───── DATA FOR PROCESSING ─────
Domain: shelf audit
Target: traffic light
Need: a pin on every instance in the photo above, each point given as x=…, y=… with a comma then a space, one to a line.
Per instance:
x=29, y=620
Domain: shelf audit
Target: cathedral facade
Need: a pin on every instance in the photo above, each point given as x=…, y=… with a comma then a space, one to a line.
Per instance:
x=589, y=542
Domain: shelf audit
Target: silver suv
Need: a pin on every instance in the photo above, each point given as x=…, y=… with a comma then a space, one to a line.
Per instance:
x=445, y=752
─────
───── DATA FOR PROCESSING ─────
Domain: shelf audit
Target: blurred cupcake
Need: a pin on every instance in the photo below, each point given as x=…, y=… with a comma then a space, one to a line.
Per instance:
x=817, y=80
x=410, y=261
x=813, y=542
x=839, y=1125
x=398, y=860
─────
TASK DIRECTIONS >> Please report each line of the entries above that contains the word "Target". Uppercase and lowercase letters count as different.

ANSWER TO THIS TASK >>
Target: traffic light
Target: cathedral facade
Target: silver suv
Target: blurred cupcake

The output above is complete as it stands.